=== Breve quesito 1 ===
Nel brano riportato più sotto, la domanda sul significato originario dei nomi di terre, continenti, popoli, fiumi e monti cita alcuni esempi. Elenca tutti i nomi citati.

=== Brano del testo ===
LA LINGUA ORIGINARIA
Giovanni
Semerano
Con il recupero delle grandi
civiltà del vicino Oriente, di Sumer, di Akkad, di Ebla, si apre un vasto
quadro di riferimento storico, un varco agevole che guida alle origini delle
nostre civiltà di Occidente.
L'antica lingua accadica, alla quale fanno capo l'assiro e il babilonese, offre
oggi, con il suo inesauribile tesoro lessicale, solide basi storiche per
testimoniare le fasi di sviluppo delle lingue indoeuropee. La ricostruzione
congetturale di una lingua originaria, quale l'indoeuropeo, perseguita nel
passato, oggi appare solo un eroico tentativo al quale mancò il supporto della
storia. La certezza dei legami che ci stringono ai popoli antichi del vicino
Oriente e l'aver ritrovato nelle lingue di ceppo semitico i segreti delle nostre
reali origini culturali, offrono a queste ricerche infinite testimonianze di
lontana fratellanza, ben più certe della teoria, che stenta a morire, che
scindeva genti arie e stirpi semitiche.
Nessuna risposta avrebbe potuto offrire la vecchia teoria indoeuropea a chi nel
passato si fosse chiesto: che significato originario hanno nomi di terre, di
continenti, di popoli, di fiumi, di monti: Europa, Asia, Italia, Britannia,
Alpi, Po? Oggi sappiamo con certezza, grazie alle innumerevoli attestazioni
della antichissima lingua, che è nel nostro costante quadro di riferimento, la
lingua accadica, che il nome Europa denota l'occidente; Asia,
l'oriente; Italia, quello che dice il nome greco Hesperia, la
terra, anch'essa, dell'ovest; Britannia, terra circondata dal mare; il
nome Alpi rivela la loro arcana essenza in una voce accadica che
significa "ghiaccio", montagne nevose; Po, latino Padus,
corrisponde alla voce accadica patu, col valore di fiume.

=== Elenco di origine ===
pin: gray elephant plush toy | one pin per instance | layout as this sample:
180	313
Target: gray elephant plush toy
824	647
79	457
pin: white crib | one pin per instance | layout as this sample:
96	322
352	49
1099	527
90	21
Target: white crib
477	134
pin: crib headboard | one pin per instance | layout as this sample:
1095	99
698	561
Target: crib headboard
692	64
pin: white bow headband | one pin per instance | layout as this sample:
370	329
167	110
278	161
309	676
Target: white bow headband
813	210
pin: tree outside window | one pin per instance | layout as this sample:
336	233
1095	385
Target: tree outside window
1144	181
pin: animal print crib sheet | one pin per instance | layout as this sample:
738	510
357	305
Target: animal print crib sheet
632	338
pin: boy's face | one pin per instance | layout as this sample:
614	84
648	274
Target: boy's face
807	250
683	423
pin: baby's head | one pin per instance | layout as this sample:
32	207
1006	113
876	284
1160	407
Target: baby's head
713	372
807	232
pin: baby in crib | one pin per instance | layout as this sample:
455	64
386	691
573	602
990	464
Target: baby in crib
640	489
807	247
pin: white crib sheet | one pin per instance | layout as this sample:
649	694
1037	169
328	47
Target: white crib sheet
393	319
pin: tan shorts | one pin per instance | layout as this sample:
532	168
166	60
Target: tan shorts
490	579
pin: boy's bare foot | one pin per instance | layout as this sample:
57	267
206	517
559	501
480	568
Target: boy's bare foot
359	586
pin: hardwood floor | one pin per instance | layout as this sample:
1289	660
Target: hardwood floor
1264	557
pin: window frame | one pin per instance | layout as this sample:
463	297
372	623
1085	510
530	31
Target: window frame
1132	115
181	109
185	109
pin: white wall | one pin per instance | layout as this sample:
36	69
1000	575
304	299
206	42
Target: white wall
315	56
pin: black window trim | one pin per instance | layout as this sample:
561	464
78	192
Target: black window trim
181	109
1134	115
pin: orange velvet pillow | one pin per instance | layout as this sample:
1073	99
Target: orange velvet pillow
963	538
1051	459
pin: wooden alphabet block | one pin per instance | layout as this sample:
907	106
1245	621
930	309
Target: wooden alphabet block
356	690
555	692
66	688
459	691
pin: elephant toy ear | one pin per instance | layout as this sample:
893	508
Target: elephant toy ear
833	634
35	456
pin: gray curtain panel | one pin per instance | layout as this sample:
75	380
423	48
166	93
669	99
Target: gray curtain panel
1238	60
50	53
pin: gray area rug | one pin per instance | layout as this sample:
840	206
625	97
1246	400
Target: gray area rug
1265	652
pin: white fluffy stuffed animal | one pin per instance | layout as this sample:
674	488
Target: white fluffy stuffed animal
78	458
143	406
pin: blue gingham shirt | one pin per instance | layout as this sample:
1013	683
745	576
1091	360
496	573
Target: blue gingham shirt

=== Breve quesito 2 ===
Seleziona ogni riga dell'elenco sopra che contiene la parola "alphabet".

=== Risultato dell'esercizio 1 ===
Europa, Asia, Italia, Britannia, Alpi, Po

=== Risultato dell'esercizio 2 ===
pin: wooden alphabet block | one pin per instance | layout as this sample:
Target: wooden alphabet block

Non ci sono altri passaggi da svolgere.